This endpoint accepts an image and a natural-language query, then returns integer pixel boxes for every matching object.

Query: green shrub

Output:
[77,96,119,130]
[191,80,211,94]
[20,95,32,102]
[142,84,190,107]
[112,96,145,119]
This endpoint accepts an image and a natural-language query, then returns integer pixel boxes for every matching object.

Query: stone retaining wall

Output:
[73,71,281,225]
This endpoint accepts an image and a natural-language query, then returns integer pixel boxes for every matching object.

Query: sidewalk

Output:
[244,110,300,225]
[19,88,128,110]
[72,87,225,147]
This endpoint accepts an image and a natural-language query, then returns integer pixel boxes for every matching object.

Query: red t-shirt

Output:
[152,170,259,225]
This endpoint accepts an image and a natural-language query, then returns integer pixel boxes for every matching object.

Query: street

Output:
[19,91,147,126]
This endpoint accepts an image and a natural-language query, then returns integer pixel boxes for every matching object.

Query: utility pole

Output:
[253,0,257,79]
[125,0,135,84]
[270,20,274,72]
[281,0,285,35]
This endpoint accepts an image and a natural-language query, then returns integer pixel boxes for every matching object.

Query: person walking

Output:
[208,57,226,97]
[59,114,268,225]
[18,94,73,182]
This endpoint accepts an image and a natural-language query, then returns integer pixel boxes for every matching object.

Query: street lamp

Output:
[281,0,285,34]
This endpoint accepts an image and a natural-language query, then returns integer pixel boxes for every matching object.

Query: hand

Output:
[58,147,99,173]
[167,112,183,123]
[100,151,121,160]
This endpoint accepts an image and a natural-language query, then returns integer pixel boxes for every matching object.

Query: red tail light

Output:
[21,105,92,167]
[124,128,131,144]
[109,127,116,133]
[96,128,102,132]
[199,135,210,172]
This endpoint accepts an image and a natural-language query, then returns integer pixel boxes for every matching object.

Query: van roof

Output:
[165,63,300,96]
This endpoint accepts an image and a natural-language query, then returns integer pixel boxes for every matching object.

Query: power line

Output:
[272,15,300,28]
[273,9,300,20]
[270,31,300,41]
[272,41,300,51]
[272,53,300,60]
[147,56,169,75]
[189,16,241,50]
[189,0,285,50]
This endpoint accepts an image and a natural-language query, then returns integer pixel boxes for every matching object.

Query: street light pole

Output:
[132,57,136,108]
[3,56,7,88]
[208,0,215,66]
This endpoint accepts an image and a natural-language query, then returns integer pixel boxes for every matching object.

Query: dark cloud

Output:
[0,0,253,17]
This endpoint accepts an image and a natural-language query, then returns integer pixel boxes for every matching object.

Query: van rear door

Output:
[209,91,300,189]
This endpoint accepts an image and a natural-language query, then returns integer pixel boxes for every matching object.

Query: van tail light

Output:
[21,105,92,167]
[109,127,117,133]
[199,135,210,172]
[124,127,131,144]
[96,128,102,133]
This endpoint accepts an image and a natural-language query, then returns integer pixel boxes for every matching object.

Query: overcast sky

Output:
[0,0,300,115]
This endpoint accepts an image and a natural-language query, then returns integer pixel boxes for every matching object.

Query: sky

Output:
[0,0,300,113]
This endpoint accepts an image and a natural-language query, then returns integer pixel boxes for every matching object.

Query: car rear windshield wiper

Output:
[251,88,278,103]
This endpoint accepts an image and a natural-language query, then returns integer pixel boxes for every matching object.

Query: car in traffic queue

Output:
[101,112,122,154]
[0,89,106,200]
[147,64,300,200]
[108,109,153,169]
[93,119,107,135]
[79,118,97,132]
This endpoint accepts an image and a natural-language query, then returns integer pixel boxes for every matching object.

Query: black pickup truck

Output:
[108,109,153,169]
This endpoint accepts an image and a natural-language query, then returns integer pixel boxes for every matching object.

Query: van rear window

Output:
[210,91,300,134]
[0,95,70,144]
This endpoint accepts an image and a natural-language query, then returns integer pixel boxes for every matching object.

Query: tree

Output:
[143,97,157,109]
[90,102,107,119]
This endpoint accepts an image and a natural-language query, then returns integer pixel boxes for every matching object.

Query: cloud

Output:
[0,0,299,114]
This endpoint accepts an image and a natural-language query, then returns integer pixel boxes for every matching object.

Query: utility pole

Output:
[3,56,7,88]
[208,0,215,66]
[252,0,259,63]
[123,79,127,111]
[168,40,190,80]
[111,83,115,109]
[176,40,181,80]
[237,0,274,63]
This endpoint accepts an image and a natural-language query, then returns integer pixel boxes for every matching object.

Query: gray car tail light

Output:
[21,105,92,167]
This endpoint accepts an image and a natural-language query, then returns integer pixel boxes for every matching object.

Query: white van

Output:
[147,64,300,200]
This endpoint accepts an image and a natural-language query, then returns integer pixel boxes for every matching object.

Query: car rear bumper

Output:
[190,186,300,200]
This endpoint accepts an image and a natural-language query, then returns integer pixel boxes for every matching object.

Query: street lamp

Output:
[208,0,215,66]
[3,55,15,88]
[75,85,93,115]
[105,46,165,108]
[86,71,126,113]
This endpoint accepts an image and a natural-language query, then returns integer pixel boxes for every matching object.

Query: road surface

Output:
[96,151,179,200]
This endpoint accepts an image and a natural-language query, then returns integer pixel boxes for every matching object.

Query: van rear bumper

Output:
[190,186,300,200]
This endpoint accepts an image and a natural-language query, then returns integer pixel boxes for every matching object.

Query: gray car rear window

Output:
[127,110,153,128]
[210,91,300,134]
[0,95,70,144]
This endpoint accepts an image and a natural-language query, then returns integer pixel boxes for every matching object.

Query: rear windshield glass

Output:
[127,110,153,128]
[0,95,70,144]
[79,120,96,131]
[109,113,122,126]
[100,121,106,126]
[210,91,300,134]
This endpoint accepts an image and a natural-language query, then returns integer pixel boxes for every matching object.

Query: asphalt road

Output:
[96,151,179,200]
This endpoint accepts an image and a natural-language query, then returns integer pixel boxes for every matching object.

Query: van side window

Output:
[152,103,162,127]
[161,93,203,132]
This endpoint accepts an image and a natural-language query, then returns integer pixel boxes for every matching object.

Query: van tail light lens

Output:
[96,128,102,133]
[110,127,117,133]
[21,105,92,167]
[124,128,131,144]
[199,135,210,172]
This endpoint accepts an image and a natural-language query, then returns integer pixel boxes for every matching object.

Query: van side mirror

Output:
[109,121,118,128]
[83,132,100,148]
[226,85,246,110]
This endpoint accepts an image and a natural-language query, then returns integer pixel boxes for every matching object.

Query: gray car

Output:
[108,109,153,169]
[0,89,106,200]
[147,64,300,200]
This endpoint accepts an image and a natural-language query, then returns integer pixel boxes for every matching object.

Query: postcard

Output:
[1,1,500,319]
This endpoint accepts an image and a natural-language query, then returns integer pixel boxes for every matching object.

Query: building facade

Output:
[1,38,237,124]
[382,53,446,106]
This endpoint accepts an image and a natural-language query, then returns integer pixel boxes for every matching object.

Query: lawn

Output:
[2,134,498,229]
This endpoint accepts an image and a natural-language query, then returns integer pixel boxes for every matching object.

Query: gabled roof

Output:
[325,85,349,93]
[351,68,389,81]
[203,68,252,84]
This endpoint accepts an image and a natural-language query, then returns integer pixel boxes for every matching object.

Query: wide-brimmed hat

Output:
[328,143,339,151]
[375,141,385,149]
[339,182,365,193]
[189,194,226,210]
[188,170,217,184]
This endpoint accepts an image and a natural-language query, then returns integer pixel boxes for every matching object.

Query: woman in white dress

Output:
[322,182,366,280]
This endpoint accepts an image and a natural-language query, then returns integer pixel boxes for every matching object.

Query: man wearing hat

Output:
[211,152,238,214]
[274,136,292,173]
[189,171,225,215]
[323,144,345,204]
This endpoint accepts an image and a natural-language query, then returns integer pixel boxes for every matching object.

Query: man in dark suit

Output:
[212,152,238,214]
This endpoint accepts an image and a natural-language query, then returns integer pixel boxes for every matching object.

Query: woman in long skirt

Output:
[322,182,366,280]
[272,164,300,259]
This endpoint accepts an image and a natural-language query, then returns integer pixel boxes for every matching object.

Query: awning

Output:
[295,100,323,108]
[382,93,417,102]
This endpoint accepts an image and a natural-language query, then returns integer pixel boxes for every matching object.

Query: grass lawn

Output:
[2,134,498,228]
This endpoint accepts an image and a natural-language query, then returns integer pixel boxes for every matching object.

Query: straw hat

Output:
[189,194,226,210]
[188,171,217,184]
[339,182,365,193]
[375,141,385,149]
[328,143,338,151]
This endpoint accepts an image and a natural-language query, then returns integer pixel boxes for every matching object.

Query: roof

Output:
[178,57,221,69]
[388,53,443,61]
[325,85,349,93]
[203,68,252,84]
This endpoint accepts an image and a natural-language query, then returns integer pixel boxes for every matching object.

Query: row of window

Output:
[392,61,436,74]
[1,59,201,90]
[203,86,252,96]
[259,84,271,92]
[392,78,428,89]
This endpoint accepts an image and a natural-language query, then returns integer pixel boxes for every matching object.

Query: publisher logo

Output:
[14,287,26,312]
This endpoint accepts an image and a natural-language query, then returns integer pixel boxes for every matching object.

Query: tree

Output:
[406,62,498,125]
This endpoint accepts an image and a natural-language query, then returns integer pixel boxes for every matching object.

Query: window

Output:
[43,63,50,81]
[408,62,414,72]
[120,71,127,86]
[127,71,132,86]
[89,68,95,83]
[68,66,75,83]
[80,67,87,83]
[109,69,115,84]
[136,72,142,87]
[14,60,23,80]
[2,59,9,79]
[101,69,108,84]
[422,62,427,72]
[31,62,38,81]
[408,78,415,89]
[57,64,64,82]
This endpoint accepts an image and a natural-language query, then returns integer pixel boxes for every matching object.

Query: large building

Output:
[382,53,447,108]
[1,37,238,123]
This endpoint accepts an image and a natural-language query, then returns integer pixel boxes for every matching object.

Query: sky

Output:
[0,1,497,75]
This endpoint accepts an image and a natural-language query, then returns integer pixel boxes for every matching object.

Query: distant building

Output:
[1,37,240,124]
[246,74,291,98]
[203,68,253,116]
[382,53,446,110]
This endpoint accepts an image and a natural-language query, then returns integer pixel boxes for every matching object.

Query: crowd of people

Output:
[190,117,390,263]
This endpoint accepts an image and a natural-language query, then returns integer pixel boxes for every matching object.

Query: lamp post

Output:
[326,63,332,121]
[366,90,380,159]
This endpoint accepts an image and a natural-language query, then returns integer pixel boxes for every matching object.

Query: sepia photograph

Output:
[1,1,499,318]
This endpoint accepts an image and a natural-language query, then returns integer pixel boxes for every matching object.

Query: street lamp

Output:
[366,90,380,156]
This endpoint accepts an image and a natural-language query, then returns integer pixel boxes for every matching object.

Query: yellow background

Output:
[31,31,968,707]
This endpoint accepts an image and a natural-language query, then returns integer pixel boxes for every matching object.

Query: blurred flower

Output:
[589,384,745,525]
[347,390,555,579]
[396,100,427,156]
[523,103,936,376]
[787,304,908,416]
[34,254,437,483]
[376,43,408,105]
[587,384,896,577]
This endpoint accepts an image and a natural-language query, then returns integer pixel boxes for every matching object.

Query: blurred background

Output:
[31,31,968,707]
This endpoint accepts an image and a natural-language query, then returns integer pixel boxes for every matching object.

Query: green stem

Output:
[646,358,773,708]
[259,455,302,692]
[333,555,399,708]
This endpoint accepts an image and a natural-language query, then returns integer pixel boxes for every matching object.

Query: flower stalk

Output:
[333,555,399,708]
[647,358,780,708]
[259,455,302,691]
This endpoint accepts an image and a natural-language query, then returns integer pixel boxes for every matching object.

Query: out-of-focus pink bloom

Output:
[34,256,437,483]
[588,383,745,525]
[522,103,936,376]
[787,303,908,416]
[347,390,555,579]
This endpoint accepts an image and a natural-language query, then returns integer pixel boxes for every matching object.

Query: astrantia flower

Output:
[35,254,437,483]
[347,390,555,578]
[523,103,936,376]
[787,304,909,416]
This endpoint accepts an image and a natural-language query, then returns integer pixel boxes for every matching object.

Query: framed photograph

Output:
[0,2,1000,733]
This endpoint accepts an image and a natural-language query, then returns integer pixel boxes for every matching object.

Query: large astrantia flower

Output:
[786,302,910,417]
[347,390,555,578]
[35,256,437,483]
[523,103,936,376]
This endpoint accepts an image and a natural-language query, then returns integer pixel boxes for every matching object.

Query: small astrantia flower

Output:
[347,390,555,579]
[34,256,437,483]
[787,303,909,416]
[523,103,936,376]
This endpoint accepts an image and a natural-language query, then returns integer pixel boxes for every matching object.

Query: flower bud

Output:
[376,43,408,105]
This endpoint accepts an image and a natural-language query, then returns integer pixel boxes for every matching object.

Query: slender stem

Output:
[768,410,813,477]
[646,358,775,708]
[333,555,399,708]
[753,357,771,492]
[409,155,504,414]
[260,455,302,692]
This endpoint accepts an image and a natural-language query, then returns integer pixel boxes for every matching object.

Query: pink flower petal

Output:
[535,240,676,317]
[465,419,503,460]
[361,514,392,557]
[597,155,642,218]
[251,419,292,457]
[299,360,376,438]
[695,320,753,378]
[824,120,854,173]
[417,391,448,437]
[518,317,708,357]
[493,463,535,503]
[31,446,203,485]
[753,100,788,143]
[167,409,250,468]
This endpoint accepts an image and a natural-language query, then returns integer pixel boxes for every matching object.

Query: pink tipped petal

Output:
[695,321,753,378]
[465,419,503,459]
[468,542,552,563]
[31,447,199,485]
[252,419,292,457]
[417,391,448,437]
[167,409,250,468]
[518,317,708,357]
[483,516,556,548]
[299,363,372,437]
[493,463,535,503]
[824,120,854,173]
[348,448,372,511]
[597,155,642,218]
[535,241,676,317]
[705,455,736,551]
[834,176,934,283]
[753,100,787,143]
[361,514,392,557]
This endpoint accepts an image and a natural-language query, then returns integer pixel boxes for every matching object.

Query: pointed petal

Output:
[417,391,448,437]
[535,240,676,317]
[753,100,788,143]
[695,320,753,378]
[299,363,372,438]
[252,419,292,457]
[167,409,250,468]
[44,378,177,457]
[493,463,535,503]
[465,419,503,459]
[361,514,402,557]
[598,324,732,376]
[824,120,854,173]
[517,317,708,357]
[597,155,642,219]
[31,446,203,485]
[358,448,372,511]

===

Task instructions: Return every line in the records above that contains the word "woman".

The result:
Query: woman in white dress
Query: woman in long skirt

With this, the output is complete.